**EXERCISE BRIEF:**
Copy every record below exactly as it stands.

**INPUT FOR THIS TASK:**
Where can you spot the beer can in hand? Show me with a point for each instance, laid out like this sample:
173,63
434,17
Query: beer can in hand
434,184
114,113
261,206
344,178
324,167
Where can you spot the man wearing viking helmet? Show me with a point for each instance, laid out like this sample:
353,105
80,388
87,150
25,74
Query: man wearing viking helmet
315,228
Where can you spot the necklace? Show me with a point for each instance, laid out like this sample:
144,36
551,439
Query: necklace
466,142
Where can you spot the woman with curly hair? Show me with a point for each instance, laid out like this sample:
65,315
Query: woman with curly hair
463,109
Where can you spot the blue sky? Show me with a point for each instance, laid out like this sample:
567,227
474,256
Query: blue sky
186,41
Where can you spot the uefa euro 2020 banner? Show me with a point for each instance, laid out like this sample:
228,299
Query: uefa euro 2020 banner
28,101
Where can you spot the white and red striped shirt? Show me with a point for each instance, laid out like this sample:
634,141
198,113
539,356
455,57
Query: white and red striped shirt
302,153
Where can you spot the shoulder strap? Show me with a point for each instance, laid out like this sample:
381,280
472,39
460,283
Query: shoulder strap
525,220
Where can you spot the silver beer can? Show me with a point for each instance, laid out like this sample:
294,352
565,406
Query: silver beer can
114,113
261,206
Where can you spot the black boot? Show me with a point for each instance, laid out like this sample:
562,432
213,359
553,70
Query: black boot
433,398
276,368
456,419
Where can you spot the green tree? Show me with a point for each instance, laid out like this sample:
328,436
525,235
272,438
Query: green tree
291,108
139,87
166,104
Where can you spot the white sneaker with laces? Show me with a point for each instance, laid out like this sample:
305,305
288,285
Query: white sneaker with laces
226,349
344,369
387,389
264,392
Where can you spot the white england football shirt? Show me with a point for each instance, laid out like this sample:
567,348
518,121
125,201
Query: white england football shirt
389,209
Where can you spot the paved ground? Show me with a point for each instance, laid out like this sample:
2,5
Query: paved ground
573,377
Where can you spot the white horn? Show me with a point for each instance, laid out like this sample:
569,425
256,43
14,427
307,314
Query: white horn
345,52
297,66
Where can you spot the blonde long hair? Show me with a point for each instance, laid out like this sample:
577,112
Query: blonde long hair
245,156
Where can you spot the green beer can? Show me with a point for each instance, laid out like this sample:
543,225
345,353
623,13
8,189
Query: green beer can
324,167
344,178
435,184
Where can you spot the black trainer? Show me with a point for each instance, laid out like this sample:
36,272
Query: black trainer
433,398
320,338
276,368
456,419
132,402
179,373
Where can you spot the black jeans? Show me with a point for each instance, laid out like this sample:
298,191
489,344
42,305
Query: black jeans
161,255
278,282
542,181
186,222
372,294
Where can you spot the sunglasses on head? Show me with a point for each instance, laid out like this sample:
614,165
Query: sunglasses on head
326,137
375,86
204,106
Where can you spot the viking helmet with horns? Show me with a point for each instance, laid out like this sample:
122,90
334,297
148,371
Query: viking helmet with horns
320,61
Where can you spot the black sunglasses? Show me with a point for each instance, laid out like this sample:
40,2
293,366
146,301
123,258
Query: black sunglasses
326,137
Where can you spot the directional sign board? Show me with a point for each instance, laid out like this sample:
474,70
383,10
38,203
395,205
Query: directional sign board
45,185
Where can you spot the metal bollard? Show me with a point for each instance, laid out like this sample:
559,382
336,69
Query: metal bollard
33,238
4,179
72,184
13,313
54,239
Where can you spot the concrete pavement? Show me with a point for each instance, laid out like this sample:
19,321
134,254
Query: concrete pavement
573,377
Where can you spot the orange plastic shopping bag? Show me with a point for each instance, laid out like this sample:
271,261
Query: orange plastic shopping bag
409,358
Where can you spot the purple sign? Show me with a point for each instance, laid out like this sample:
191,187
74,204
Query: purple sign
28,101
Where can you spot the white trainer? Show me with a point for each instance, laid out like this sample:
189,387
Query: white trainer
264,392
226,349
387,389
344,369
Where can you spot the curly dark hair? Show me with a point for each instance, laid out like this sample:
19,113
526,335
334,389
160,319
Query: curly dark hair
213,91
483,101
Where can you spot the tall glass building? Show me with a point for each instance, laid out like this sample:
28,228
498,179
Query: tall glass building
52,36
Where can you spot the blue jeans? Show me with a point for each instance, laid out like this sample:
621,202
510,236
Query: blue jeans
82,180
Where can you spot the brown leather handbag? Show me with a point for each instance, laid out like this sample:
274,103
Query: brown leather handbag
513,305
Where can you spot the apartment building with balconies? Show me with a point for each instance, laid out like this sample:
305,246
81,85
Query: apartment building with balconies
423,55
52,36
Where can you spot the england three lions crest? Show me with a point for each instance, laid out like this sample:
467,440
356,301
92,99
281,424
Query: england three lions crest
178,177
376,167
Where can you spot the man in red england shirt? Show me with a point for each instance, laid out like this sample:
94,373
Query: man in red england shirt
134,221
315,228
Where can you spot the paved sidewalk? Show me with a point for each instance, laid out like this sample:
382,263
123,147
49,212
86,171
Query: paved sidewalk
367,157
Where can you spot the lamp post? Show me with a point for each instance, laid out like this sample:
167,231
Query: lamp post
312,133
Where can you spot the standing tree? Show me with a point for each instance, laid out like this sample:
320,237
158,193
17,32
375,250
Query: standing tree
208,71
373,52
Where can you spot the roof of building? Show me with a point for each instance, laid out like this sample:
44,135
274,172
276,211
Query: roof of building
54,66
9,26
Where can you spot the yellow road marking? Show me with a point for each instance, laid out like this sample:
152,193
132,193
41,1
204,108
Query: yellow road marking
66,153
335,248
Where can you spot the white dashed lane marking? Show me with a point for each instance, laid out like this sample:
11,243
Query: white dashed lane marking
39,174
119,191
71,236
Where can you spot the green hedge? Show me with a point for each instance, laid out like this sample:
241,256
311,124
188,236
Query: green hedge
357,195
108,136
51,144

**ANSWER TO THIS TASK:**
Where can you spot the beer can in hand? Show me with a point for each instance, laid out like this sample:
173,63
434,17
Query: beer can in hand
434,184
114,113
261,206
344,178
324,167
Where can you spot the man wearing viking helmet? Show me with a point for each instance, laid out like this sample:
353,105
80,388
87,150
25,74
Query: man wearing viking helmet
315,228
Where can you spot the necklace? Show me with a point for each instance, laid out like this sample:
144,36
551,439
Query: necklace
466,142
Where can you spot the woman with curly hair? Show me with a point for each instance, laid out like this sample:
65,315
Query: woman with curly hair
463,109
Where can you spot the blue sky? Show me with a point for each instance, laid out like this sample:
567,227
474,256
Query: blue sky
186,41
Where can you spot the uefa euro 2020 banner? Show me with a point for each instance, laid out like this sample:
228,299
Query: uefa euro 2020 banner
28,101
Where can you spot the white and red striped shirt? Show me with a point for each instance, laid out like this sample:
634,141
198,113
539,356
455,57
Query: white and red striped shirt
302,153
Where can you spot the shoulder strap? Show me with a point for each instance, laid out like this sample:
381,280
472,39
460,283
Query: shoulder strap
525,220
Where can you spot the silver beer can? Show me with a point for each instance, laid out like this sample:
294,352
565,406
Query: silver beer can
114,113
261,206
Where can you spot the black boot? Show me with a point for each instance, laid out like this sample:
562,432
213,359
553,70
Query: black boot
433,398
276,368
456,419
Where can you spot the green tree? Show me with a point for each instance, laid out like this sample:
328,436
525,235
272,438
Query: green tree
291,108
139,87
166,104
Where can you spot the white sneaker with laces? Show me with a point for each instance, laid out like this sample:
305,305
288,285
Query: white sneaker with laces
226,349
344,369
387,389
264,392
Where can you spot the white england football shirt? Show me with a point for each instance, laid out like this sample:
567,348
518,121
125,201
Query: white england football shirt
389,209
Where can you spot the paved ground? Show me with a point for each instance, laid out like this sample:
2,5
Query: paved ground
573,377
Where can you spot the white horn? Show me with a point for each instance, laid out like this sample:
569,425
256,43
14,427
307,314
Query: white horn
345,52
297,66
Where can you spot the blonde long hair? Show me with a point for each instance, laid out like this sample:
577,112
Query: blonde long hair
245,156
Where can you spot the green beer can? Show me with a point for each instance, laid out like this sample:
543,225
345,353
623,13
8,189
Query: green beer can
324,167
344,178
435,184
Where can you spot the black trainer? Show me with a point for each instance, laid out like this sample:
36,272
Query: black trainer
433,398
320,338
276,368
456,419
132,402
179,373
Where can you spot the black jeans? Show me with a point for each instance, laid out like this sample:
298,191
489,344
42,305
Query: black jeans
161,255
278,282
542,181
186,222
372,294
Where can you spot the sunglasses on head? Show me with a point for each instance, laid out like this sample:
614,165
Query: sunglasses on head
326,137
375,86
204,106
Where can you spot the viking helmet with horns? Show me with a point for each instance, laid out like this sample:
122,90
334,297
148,371
Query: viking helmet with horns
320,61
Where can you spot the black sunglasses? Show me with a point for each instance, laid out like this sample:
40,2
293,366
146,301
123,258
Query: black sunglasses
326,137
Where can you spot the directional sign board? Show me with a point for each instance, laid out like this sample:
474,70
383,10
38,203
395,205
Query: directional sign board
45,185
Where can you spot the metal bollard? Show me with a point for each instance, laid out like this sample:
559,382
336,69
Query: metal bollard
33,238
4,179
72,184
13,313
54,239
Where can you spot the concrete pavement? Show me with a point for each instance, laid out like this sample:
19,321
134,254
Query: concrete pavement
573,377
Where can you spot the orange plastic shopping bag? Show me with a point for each instance, laid out like this sample:
271,261
Query: orange plastic shopping bag
409,358
Where can you spot the purple sign? Show me with a point for each instance, laid out like this sample:
191,187
74,204
Query: purple sign
28,101
Where can you spot the white trainer? Show me with a point for each instance, laid out like this sample:
189,387
Query: white trainer
264,392
226,349
387,389
344,369
Where can you spot the curly dark hair? Show me with a point for each instance, laid out like this sample:
19,113
526,335
334,389
160,319
Query: curly dark hair
213,91
483,101
Where can you spot the tall glass building? Show me with a point for each instance, laid out like this sample:
28,228
498,179
Query: tall glass building
52,36
Where can you spot the blue jeans? Show me with a point for each instance, laid out like this sample:
621,202
510,236
Query: blue jeans
82,180
Where can you spot the brown leather handbag? Show me with a point for each instance, laid out like this sample:
274,103
Query: brown leather handbag
513,305
Where can you spot the apartment building with balconies? Show me with a point for each instance, laid out like this sample:
305,246
81,85
Query: apartment building with balconies
423,55
52,36
Where can you spot the england three lions crest? Show me with a point for each instance, laid out like this sample:
467,440
356,301
92,99
281,424
Query: england three lions crest
178,177
376,167
Where can you spot the man in red england shirt? Show me with a point for each instance, laid out like this sample:
94,373
Query: man in red england shirt
134,221
315,228
Where can you spot the paved sidewalk? Show me with a point for each instance, laid out like this sample:
382,263
123,147
49,212
86,171
Query: paved sidewalk
367,157
Where can you spot the lamp post? Show me with a point for each instance, laid out like this sample:
167,231
Query: lamp post
312,133
Where can you spot the standing tree? Show me with a point for each instance, laid out like this sample:
320,237
158,193
17,32
375,250
Query: standing tree
208,71
373,52
Where can you spot the roof of building? Show me with a point for each instance, laid out like this sample:
44,135
274,172
276,211
Query: roof of building
54,66
9,26
Where can you spot the yellow road marking? Show me with a point for each instance, laid out like this sample:
152,193
132,193
41,1
204,108
Query: yellow road marking
66,153
335,248
Where can you spot the white dashed lane marking? Show me with a point for each instance, laid out like this sample:
11,243
Query: white dashed lane marking
39,174
119,191
71,236
Where can you spot the green hedge? Show me with a point for each instance, laid out like this sample:
241,256
311,124
188,236
Query: green hedge
357,195
108,136
51,144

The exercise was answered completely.